And then le deluge. Tuesday Archer and I are back in school, both kids have their yearly check-ups, and Noel will be making final preparations to fly to Toronto early Wednesday morning for his annual TIFF vacation. 10 days, 2 kids, 1 grandma (for 4 of those days), 4 schools (Archer's, mine, and 2 different ones for CG depending on what day it is), 10 breakfasts, 8 sack lunches, 9 what-am-I-going-to-make-for dinners, 13 drop-offs, 11 pick-ups, 18 bedtimes. Number of wet or soiled underpants, toy crises, trips to the emergency room, etc. yet to be determined. We've been mentally preparing ourselves for a week -- Noel to leave (he's been collecting clothes and toiletries for his suitcase since this past Wednesday) and me to stay (rehearsing as I walk to school the order in which I need to take the kids to their various destinations for maximum timeliness, and resolutely refusing to think about things like dinnertimes).

Since I'm still enthralled by my polygamy memoir -- in which the writer spends months at a time in Mexican adobe huts caring for the 25 children in the plural brood on her own, while the other wives and her husband work in the States -- I'm not inclined to exaggerate the difficulties I will face. Nevertheless, I'm sure the burden will be quite enough for my pampered behind.

Saturday, September 1, 2007

Auteur theory

In this A.V. Club Crosstalk, Noel made a valiant effort to defend reality television against the charge that it is uniformly worthless. A thankless task, to be sure. But one commenter said something about American Idol that bears some scrutiny:
And my biggest problem with Idol is that I think being a musician isnt (sic) about being able to do "entertaining" covers. I think musicianship is about writing songs, playing instruments and working hard, not being gifted with a contract because you happened to carry a tune for one song, four or five weeks in a row.
That seems to be a widespread assumption, at least here in America -- that the more the song is the product of one person's efforts (writing, playing instruments, and singing), the more worthwhile it is. We have a theory of singular genius in this country which holds that the ideal form of creativity is that which springs from one person, working alone, or at the very least contributing all the ideas and using others simply as tools to get tasks done.

When we map that theory onto popular music, though, it privileges singer-songwriters and the rock tradition. I wonder if people who reserve true musicianship for these lone auteurs realize that they are excluding just about all of rhythm and blues, soul, and dance music. (It also excludes most country music, though I doubt the people who make these claims care -- they're usually urbanists who claim they like "anything but country.") Until the seventies, almost no one performing in the black pop streams wrote their own material, and only a few more played instruments. And even though a stronger auteur strain emerged thereafter, it's still merely an eddy in an industry that relies on packaging together writers, producers, instrumentalists, and performers, all drawn from different pools.
◇ ◇ ◇ ◇ ◇ ◇ ◇
WHAT THE TASK ASKS: Repeat the part of the blog post word for word, starting with "Since I'm still" and going on through "my pampered behind.".

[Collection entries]
◇ ◇ ◇ ◇ ◇ ◇ ◇
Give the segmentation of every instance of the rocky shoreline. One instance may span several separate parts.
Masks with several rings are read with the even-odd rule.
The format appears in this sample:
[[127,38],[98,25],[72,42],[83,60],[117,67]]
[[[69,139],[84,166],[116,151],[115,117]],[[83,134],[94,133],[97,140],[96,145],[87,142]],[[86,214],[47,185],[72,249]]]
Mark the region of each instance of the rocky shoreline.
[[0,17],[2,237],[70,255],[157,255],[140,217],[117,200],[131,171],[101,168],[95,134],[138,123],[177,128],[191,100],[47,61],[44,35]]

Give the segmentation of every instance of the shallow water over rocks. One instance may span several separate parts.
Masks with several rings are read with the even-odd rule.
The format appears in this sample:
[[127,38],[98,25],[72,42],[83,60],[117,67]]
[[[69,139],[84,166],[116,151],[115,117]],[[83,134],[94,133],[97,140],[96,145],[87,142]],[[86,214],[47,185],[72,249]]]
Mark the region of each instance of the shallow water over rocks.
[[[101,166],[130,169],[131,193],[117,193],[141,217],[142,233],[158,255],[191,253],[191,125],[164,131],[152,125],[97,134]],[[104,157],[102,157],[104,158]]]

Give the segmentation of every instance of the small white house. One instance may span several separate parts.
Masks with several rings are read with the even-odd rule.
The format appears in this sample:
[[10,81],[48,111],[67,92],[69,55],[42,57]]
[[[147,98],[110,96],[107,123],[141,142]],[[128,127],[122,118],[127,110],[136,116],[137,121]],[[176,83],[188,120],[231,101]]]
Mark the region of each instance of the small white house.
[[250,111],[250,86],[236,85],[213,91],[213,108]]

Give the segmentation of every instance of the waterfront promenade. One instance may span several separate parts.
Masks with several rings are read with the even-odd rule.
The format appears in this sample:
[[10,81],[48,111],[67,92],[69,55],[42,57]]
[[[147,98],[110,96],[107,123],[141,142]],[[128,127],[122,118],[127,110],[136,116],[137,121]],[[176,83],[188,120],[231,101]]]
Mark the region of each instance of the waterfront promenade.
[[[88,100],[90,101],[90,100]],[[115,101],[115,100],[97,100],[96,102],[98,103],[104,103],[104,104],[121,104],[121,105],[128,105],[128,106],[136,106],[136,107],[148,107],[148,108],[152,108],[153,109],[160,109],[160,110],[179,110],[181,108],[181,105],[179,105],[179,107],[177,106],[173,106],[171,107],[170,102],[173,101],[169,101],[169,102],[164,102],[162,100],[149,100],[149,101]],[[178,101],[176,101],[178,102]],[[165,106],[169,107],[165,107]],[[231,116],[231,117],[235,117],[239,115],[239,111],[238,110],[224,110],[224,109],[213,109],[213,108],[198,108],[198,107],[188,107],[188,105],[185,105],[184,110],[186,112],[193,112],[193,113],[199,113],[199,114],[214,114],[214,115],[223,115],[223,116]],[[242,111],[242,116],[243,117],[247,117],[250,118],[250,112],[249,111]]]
◇ ◇ ◇ ◇ ◇ ◇ ◇
EXERCISE ANSWER:
Since I'm still enthralled by my polygamy memoir -- in which the writer spends months at a time in Mexican adobe huts caring for the 25 children in the plural brood on her own, while the other wives and her husband work in the States -- I'm not inclined to exaggerate the difficulties I will face. Nevertheless, I'm sure the burden will be quite enough for my pampered behind.